GOAL: Reproduce the lines of the records below without any change, starting at the line containing "Where can the wooden" and ending at the line containing "<point>196,26</point>", both included.

* start PROVIDED INFORMATION *

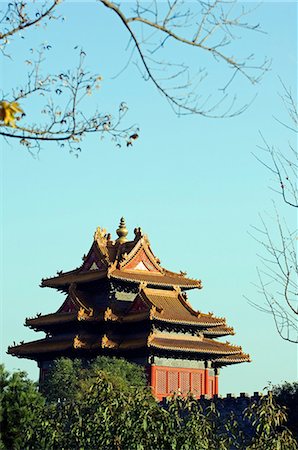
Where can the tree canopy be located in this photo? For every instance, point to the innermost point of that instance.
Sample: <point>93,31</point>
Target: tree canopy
<point>106,404</point>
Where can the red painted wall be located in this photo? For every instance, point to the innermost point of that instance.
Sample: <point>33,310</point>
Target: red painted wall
<point>166,380</point>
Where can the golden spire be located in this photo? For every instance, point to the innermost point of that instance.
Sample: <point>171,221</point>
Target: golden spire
<point>122,231</point>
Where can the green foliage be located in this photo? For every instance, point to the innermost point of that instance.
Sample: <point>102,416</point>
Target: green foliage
<point>287,395</point>
<point>268,420</point>
<point>21,406</point>
<point>105,404</point>
<point>68,379</point>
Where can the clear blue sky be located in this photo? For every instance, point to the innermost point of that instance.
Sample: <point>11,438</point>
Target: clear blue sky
<point>191,183</point>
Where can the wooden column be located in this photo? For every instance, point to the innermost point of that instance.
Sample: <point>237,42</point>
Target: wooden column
<point>216,376</point>
<point>206,379</point>
<point>153,379</point>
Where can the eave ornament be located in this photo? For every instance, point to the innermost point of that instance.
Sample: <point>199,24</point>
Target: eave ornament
<point>152,312</point>
<point>77,343</point>
<point>108,315</point>
<point>83,314</point>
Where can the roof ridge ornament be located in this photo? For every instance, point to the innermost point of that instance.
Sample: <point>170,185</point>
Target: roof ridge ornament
<point>122,231</point>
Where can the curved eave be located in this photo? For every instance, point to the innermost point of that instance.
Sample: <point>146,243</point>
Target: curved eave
<point>51,319</point>
<point>195,323</point>
<point>156,279</point>
<point>32,350</point>
<point>232,359</point>
<point>73,277</point>
<point>220,331</point>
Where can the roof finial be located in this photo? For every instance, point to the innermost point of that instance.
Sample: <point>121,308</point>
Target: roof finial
<point>122,231</point>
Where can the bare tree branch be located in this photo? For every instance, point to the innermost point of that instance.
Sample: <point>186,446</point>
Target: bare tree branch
<point>278,273</point>
<point>196,26</point>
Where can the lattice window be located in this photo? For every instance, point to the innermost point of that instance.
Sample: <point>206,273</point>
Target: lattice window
<point>172,381</point>
<point>196,383</point>
<point>161,381</point>
<point>184,382</point>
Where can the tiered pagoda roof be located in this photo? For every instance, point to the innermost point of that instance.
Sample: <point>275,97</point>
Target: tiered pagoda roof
<point>158,320</point>
<point>128,261</point>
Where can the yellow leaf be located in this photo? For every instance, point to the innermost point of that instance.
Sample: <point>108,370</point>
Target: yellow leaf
<point>8,110</point>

* end PROVIDED INFORMATION *

SOLUTION TO THE EXERCISE:
Where can the wooden column be located in this photo? For every instance, point to the innermost point of that instance.
Sample: <point>237,42</point>
Target: wooden column
<point>216,376</point>
<point>206,379</point>
<point>153,379</point>
Where can the eave ornament be located in this photo? For every instance, point to the innermost point of that instance.
Sample: <point>199,24</point>
Target: eave ornament
<point>152,312</point>
<point>77,343</point>
<point>108,315</point>
<point>83,314</point>
Where can the roof ridge ornament be located in this photo? For every instance, point to the innermost point of that instance.
Sample: <point>170,185</point>
Target: roof ridge ornament
<point>122,231</point>
Where can the curved eave be located in this photo? For every instance, point to the innermost point of that instance.
Sample: <point>146,243</point>
Target: curved eave
<point>51,319</point>
<point>195,323</point>
<point>156,279</point>
<point>32,350</point>
<point>232,359</point>
<point>73,277</point>
<point>220,331</point>
Where can the roof finial be located in this photo? For every instance, point to the innermost point of that instance.
Sample: <point>121,308</point>
Target: roof finial
<point>122,231</point>
Where can the bare tree branch be located in this photo? For every instance, point to the innermost point of that instance.
Sample: <point>186,446</point>
Target: bare tree branch
<point>278,273</point>
<point>196,26</point>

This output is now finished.